*Do this:* Resume the forum thread in which Karl introduces himself, writing what comes after its last post.

*Document section:*
# Hello



## Karl P. Fischer (Dec 15, 2016)

Hi. My name is Karl. I live in Champion Alberta, about 137 km south east of Calgary. I own a small shop that I work out of doing custom metal shaping and light forging/smithing. I joined this forum to be able to talk with other metal workers and also to find inspiration from other people's work. 
Looking forward to communicating with other members.
Thanks.


----------



## Alexander (Dec 15, 2016)

Cool. Champion is a neet town. Welcome and how did you find us?


----------



## Karl P. Fischer (Dec 15, 2016)

Alexander said:


> Cool. Champion is a neet town. Welcome and how did you find us?


Hi. Thanks. I just saw a little blurb on the Reynolds museum in Wetaskiwin on Facebook, haven't been there for years, the post discussed a metal working show and then one link led to another and here I am... 
Happy to find this site.


----------



## Alexander (Dec 15, 2016)

I was just looking at your tire changer and ballancer on alberta race car buy and sell earlier today. I liked the picture of the ballencer erlier today. Small world


----------



## Karl P. Fischer (Dec 15, 2016)

Alexander said:


> I was just looking at your tire changer and ballancer on alberta race car buy and sell earlier today. I liked the picture of the ballencer erlier today. Small world


Lol that's funny. I've managed to sell them, they are going to a new home Red Deer... that old Hunter horizontal balancer is a great machine.

(Part of a data file)
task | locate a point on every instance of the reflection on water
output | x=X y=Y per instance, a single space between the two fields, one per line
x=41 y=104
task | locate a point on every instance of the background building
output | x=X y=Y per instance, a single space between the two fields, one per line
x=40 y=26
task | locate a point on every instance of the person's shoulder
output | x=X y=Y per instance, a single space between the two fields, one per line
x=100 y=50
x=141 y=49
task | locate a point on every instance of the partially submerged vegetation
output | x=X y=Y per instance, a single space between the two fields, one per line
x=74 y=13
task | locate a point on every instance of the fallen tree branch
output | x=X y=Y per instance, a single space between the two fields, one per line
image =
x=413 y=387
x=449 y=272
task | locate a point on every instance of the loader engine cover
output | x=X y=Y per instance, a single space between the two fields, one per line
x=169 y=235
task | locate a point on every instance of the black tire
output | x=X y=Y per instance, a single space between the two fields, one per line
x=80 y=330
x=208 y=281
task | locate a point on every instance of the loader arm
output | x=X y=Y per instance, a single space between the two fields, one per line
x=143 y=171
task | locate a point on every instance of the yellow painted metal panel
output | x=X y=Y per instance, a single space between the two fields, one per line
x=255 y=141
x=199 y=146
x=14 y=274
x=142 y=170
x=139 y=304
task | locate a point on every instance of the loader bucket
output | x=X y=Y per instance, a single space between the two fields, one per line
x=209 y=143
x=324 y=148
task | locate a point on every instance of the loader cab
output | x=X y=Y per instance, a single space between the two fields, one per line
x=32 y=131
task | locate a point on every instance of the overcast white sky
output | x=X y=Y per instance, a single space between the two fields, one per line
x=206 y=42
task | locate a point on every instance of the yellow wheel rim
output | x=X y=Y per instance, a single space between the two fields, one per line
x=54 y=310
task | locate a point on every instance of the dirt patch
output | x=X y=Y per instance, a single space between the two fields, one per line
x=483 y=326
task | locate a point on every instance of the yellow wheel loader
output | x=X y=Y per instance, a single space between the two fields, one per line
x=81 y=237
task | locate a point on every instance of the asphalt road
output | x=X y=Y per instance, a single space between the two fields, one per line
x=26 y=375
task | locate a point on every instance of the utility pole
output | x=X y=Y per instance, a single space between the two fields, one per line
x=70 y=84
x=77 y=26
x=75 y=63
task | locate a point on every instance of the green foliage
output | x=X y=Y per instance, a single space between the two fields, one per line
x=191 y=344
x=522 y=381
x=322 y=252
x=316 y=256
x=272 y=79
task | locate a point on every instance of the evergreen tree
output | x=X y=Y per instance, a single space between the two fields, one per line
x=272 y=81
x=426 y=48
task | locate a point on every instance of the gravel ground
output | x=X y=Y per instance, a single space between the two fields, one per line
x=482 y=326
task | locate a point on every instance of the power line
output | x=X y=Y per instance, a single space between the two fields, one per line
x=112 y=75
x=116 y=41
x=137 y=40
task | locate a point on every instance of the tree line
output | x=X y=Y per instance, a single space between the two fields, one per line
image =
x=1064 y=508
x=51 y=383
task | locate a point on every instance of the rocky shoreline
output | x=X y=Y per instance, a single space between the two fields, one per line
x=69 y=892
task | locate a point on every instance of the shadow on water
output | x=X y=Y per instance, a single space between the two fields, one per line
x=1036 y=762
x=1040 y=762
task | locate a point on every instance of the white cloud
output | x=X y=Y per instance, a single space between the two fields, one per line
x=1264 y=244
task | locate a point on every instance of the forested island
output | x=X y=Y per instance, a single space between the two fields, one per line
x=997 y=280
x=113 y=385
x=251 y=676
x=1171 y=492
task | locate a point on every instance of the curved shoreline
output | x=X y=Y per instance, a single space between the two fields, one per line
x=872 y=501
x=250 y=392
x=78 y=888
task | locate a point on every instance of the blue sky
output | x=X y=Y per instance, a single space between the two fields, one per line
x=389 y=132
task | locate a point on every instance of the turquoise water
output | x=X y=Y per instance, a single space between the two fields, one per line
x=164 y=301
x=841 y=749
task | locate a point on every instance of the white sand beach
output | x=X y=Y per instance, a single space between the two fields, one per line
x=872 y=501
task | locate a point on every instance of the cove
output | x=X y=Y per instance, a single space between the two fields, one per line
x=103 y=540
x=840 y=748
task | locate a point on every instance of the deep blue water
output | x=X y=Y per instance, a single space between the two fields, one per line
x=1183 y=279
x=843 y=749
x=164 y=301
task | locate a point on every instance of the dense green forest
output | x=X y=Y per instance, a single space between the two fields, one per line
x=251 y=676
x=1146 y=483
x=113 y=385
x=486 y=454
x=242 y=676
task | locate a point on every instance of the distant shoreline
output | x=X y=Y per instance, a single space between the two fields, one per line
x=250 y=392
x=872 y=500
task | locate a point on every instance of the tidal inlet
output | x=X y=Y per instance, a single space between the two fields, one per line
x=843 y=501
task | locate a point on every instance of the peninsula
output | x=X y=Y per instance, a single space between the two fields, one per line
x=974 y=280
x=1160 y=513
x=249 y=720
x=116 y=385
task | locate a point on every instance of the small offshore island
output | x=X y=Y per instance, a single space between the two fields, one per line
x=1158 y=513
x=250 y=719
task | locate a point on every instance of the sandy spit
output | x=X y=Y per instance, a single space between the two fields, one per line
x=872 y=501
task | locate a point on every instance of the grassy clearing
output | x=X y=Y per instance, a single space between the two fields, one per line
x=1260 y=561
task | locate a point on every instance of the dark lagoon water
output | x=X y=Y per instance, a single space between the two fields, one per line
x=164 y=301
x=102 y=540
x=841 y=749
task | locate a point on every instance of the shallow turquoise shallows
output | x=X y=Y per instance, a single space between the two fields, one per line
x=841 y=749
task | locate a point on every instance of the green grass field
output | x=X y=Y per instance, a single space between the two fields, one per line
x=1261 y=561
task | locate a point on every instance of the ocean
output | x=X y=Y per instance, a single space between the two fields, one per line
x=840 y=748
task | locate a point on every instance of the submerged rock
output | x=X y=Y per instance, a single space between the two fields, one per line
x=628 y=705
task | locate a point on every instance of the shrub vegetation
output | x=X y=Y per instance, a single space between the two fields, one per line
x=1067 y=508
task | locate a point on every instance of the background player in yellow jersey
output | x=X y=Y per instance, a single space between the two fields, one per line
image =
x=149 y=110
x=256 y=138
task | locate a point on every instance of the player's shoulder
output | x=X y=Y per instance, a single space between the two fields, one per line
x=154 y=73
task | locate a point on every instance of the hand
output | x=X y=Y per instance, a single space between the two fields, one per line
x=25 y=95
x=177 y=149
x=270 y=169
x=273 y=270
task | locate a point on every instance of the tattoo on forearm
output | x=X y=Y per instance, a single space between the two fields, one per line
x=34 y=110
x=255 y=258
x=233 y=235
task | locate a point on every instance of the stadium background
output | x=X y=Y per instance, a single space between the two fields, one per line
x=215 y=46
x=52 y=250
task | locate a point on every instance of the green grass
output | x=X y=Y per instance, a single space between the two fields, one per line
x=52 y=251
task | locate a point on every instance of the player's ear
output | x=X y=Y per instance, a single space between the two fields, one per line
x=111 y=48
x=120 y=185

*Answer below:*
----------



## Alexander (Dec 15, 2016)

I need a balancer and that pair looked like a good deal.


----------



## PeterT (Dec 16, 2016)

Welcome Karl. We love project pictures!


----------



## Karl P. Fischer (Dec 16, 2016)

PeterT said:


> Welcome Karl. We love project pictures!


I'll see what I can do!


----------



## CalgaryPT (Jan 8, 2017)

Karl P. Fischer said:


> Hi. My name is Karl. I live in Champion Alberta, about 137 km south east of Calgary. I own a small shop that I work out of doing custom metal shaping and light forging/smithing. I joined this forum to be able to talk with other metal workers and also to find inspiration from other people's work.
> Looking forward to communicating with other members.
> Thanks.


Welcome Karl.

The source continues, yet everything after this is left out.